Petunjuk Latihan:
Jawablah pertanyaan berikut berdasarkan teks tentang islam dan budaya lokal di bawah.
1. Siapa penulis teks ini?
2. Menurut bagian pendahuluan, pembahasan tentang islam dan budaya lokal sampai saat ini masih berada dalam keadaan apa?
3. Dari surat dan ayat berapa kutipan di akhir teks diambil?

ISLAM DAN BUDAYA LOKAL
Oleh: Irwan Maulana Hidayat
A.
Pendahuluan
Banyak sekali karya-karya pemuda-pemudi
islam dalam mengkaji bahasan antara islam dan budaya lokal berupa
tulisan-tulisan baik itu dimedia cetak maupun ditulis dibuku-buku ilmiah akan
tetapi pembahasan ini sampai saat ini masih dalam dialektika yang belum terselesaikan.
Semoga dalam makalah singkat dan padat ini bisa sedikit membahas dan memperluas
wawasan dan pengetahuan kita sehingga bermanfaat bagi kehidupan kita.
Islam adalah sebuah tatanan kehidupan
yang sangat sempurna dan lengkap karena didalam islam itu sendiri mengatur
segala macam aturan mulai dari hal-hal yang kecil sampai hal-hal yang besar,
mulai aturan kehidupan dalam keluarga, sekolah dan masyarakat serta lingkungan.
Segala macam aturan dalam islam. Islam ialah agama yang sempurna dalam mengatur
segala macam aspek kehidupan hal ini termaktum dalam surat Al-Maidah sebagai berikut: "Pada hari ini telah Kusempurnakan untuk kamu agamamu,
dan telah Ku-cukupkan kepadamu nikmat-Ku, dan telah Ku-ridhai Islam itu jadi
agama bagimu”. (Al-Maaidah: 3).

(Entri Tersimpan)
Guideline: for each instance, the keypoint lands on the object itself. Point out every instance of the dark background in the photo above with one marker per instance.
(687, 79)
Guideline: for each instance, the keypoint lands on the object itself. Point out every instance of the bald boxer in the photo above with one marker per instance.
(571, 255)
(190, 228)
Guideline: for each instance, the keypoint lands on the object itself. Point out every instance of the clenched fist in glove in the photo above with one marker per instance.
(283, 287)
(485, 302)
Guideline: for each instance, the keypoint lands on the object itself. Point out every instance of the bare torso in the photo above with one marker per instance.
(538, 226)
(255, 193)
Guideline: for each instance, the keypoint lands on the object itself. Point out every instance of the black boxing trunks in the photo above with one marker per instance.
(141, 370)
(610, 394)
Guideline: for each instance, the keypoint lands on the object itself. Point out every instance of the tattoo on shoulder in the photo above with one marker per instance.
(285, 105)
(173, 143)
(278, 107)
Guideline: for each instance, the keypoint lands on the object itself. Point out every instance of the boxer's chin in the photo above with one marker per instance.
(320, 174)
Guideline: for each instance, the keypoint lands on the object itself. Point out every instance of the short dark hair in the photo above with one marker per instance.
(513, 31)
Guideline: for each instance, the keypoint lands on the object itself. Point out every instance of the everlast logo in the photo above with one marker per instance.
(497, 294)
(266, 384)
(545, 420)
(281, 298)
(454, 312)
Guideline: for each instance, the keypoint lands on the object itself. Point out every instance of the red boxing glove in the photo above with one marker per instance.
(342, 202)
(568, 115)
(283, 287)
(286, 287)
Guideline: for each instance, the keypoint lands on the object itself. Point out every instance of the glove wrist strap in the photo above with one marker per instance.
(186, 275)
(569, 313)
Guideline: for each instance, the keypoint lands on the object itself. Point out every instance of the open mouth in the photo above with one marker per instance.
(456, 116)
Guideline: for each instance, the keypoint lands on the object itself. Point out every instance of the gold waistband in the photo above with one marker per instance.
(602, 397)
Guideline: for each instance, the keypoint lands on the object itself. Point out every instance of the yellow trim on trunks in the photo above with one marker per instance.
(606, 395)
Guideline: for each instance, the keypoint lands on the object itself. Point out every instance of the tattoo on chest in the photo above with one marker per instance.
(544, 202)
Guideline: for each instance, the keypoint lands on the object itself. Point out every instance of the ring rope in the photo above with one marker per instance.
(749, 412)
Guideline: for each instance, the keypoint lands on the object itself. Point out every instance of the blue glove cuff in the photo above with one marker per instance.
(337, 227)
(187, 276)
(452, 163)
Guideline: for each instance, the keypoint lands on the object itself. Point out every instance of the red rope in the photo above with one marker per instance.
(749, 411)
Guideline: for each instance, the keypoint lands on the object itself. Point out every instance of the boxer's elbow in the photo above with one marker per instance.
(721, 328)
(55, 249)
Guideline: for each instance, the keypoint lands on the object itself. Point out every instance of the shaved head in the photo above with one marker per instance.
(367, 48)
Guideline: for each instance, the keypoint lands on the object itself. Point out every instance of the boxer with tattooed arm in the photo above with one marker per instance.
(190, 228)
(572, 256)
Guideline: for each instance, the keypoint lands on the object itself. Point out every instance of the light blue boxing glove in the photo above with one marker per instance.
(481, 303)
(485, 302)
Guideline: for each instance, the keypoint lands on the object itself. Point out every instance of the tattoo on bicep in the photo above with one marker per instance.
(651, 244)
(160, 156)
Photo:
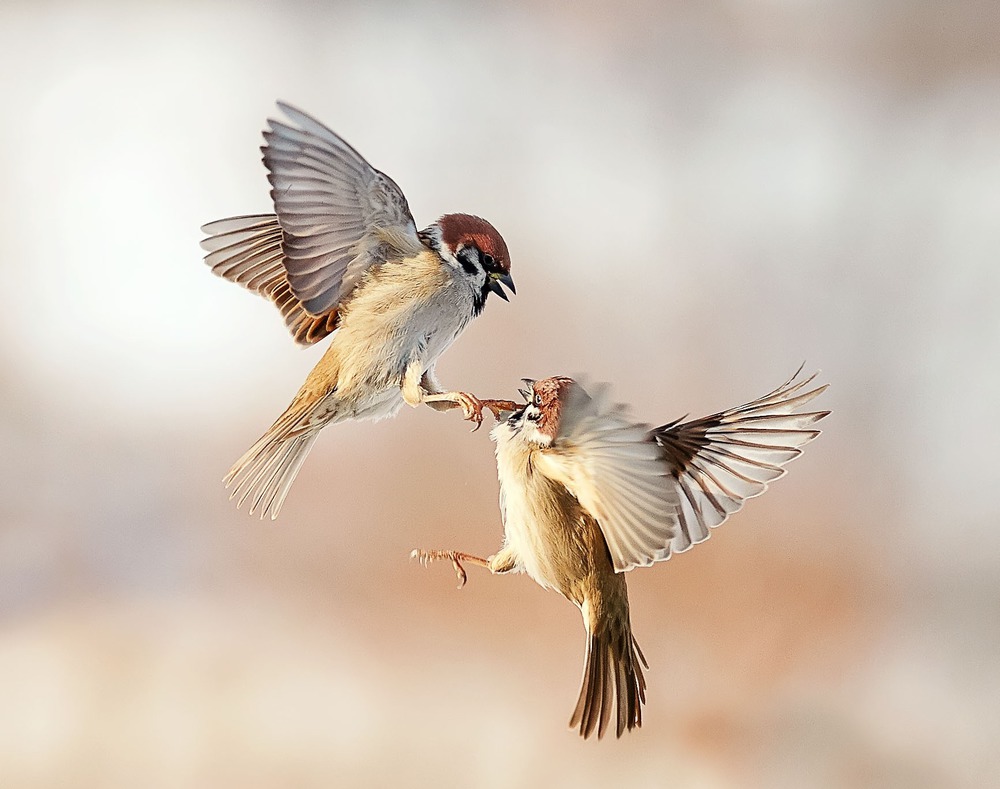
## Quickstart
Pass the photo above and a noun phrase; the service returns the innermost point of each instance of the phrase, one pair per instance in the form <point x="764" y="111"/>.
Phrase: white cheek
<point x="533" y="435"/>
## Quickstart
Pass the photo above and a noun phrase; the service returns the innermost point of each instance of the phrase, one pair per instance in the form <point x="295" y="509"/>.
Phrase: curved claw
<point x="426" y="557"/>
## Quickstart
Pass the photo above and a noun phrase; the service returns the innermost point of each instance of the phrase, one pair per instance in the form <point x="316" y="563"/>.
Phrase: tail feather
<point x="266" y="471"/>
<point x="612" y="676"/>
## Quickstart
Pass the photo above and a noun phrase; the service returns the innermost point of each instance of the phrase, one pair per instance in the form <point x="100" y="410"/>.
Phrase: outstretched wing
<point x="609" y="463"/>
<point x="247" y="250"/>
<point x="719" y="462"/>
<point x="336" y="217"/>
<point x="340" y="215"/>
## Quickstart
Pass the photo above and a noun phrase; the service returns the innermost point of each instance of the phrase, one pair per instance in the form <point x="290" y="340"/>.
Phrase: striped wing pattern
<point x="719" y="462"/>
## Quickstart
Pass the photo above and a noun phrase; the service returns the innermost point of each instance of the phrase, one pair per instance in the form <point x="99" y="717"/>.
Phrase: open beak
<point x="496" y="282"/>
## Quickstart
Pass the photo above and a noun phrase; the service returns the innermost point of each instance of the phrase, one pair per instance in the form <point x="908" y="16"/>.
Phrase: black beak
<point x="495" y="284"/>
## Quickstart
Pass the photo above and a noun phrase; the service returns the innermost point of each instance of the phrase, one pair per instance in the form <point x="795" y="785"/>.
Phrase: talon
<point x="426" y="557"/>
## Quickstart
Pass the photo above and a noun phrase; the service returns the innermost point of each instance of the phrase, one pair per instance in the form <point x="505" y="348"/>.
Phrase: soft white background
<point x="697" y="198"/>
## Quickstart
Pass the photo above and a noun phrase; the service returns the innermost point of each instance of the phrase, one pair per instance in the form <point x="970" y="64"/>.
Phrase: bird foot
<point x="455" y="557"/>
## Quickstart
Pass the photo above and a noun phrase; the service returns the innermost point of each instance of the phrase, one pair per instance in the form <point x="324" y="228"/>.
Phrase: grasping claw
<point x="497" y="407"/>
<point x="426" y="557"/>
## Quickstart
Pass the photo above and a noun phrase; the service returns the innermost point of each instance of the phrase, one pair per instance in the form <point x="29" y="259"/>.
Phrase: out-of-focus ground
<point x="696" y="200"/>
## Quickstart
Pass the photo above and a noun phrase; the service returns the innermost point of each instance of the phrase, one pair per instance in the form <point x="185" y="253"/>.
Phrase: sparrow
<point x="587" y="494"/>
<point x="341" y="255"/>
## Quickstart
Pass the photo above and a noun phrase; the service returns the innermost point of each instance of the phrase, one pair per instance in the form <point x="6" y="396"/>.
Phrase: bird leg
<point x="471" y="405"/>
<point x="456" y="558"/>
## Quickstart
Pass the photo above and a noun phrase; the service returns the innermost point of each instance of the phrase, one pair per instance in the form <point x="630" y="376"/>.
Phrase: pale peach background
<point x="696" y="200"/>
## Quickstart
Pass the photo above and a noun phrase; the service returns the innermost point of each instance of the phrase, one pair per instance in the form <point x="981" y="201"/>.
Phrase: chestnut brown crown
<point x="549" y="397"/>
<point x="459" y="230"/>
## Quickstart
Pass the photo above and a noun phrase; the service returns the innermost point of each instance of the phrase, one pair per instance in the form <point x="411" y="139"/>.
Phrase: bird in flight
<point x="341" y="255"/>
<point x="587" y="494"/>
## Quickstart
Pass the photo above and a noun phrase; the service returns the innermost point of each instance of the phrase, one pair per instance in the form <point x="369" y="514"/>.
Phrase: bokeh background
<point x="697" y="198"/>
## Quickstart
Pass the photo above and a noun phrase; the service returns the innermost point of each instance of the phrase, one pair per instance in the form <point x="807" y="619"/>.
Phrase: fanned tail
<point x="264" y="475"/>
<point x="612" y="676"/>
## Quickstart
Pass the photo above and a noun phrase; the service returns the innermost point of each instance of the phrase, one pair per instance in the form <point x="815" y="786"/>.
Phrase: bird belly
<point x="389" y="324"/>
<point x="544" y="527"/>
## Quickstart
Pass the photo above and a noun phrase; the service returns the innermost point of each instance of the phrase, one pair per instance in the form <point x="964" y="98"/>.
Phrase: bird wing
<point x="617" y="474"/>
<point x="339" y="215"/>
<point x="719" y="462"/>
<point x="247" y="250"/>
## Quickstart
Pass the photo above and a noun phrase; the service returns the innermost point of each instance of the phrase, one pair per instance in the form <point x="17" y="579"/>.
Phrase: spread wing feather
<point x="719" y="462"/>
<point x="336" y="217"/>
<point x="617" y="474"/>
<point x="658" y="492"/>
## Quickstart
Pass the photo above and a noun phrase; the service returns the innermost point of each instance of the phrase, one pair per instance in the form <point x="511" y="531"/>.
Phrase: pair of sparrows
<point x="586" y="493"/>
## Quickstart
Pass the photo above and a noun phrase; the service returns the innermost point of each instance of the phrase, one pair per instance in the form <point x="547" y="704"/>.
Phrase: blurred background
<point x="697" y="198"/>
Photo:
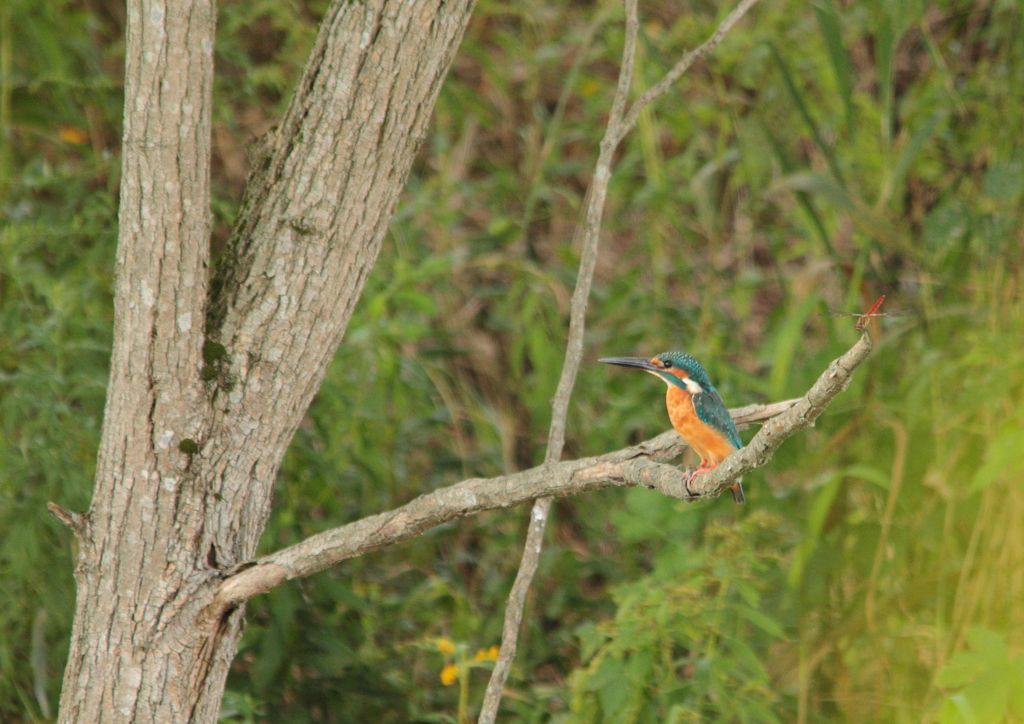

Jawaban yang Diharapkan:
1. Irwan Maulana Hidayat.
2. Masih dalam dialektika yang belum terselesaikan.
3. Surat Al-Maaidah ayat 3.